AIM:
Can you rescale the entries below by writing out every line again, requests included, with each polygon coordinate in the answers multiplied by 0.8 and rounded to a whole number, halves going up? Leave the pictures out of your reply.

Stored entries:
___
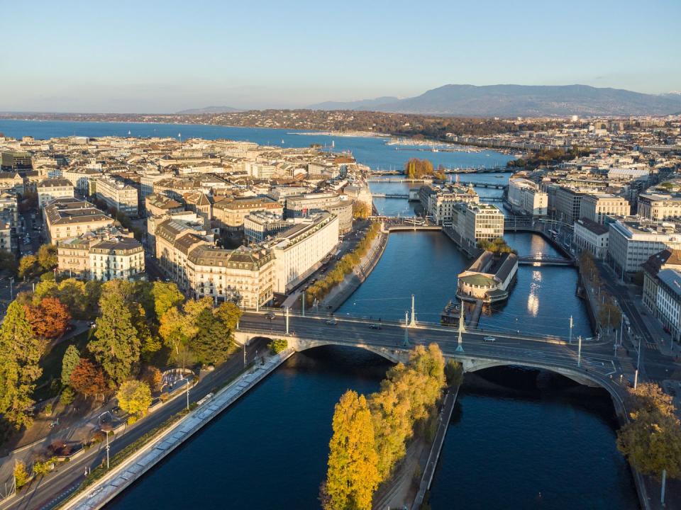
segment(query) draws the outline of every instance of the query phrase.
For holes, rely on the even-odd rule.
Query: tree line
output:
[[[62,402],[118,391],[121,408],[137,414],[160,382],[155,366],[222,363],[240,314],[232,302],[187,300],[172,283],[41,281],[10,303],[0,327],[0,414],[16,429],[32,424],[40,361],[72,318],[96,327],[82,352],[72,344],[65,352]]]
[[[460,367],[453,362],[453,376]],[[366,398],[348,390],[336,405],[326,480],[320,489],[325,510],[368,509],[379,484],[388,480],[409,441],[436,415],[445,385],[440,348],[417,346],[409,361],[388,370],[380,390]]]
[[[353,269],[362,261],[362,259],[369,252],[371,244],[376,239],[380,229],[381,227],[378,223],[372,223],[367,230],[366,234],[358,243],[355,249],[343,255],[323,278],[316,281],[309,286],[306,293],[306,302],[309,305],[312,305],[315,300],[318,301],[323,300],[335,285],[342,282],[345,276],[353,271]]]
___
TASK SOLUTION:
segment(query) draws the outline of every instance of the query phrase.
For holes, rely on the even-odd rule.
Query: tree line
output:
[[[50,322],[94,313],[97,326],[110,331],[128,306],[124,293],[178,290],[192,251],[186,242],[150,240],[138,226],[33,225],[8,242],[0,262],[0,331],[13,343],[26,339],[32,289],[58,254],[77,262],[66,282],[58,275],[52,282]]]
[[[368,294],[362,290],[362,301]],[[293,318],[278,312],[269,324],[261,384],[256,391],[260,408],[294,407],[303,387],[310,384],[327,353],[349,332],[356,308],[352,278],[334,277],[327,289],[310,296],[304,312]]]
[[[282,215],[290,209],[290,207],[295,202],[297,195],[301,191],[304,183],[305,182],[302,178],[298,178],[294,184],[293,187],[286,194],[284,199],[274,204],[258,222],[253,225],[247,229],[245,234],[245,242],[247,244],[250,244],[252,240],[254,241],[258,240],[268,228],[274,226],[276,221],[282,217]]]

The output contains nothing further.